***** Input material *****

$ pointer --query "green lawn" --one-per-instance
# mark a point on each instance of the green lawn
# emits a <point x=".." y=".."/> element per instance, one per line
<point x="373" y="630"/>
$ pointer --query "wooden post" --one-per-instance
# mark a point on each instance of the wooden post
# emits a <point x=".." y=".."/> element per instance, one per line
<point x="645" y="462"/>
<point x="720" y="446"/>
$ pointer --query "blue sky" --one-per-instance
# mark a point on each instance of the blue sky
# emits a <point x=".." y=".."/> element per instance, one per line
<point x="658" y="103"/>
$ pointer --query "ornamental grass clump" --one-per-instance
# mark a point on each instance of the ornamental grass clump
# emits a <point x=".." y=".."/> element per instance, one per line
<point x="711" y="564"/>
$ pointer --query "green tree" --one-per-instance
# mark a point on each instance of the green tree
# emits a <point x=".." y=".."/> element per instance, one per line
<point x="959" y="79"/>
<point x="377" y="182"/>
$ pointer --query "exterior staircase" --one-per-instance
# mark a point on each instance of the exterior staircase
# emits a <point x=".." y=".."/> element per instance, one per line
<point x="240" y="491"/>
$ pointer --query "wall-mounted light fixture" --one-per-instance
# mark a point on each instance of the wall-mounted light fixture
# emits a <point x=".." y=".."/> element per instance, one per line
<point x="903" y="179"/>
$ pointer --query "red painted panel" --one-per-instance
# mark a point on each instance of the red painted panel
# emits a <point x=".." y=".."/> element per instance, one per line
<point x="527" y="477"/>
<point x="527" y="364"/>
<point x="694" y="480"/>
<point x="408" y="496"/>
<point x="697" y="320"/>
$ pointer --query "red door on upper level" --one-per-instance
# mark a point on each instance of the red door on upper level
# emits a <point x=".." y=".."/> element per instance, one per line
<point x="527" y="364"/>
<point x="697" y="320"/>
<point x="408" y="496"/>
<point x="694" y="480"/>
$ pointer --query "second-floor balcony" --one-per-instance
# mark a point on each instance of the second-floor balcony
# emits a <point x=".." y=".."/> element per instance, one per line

*****

Return each line of the records above that contains the word "blue", matching case exactly.

◆ Output for this exercise ◆
$ pointer --query "blue sky" --one-per-instance
# mark a point on each instance of the blue sky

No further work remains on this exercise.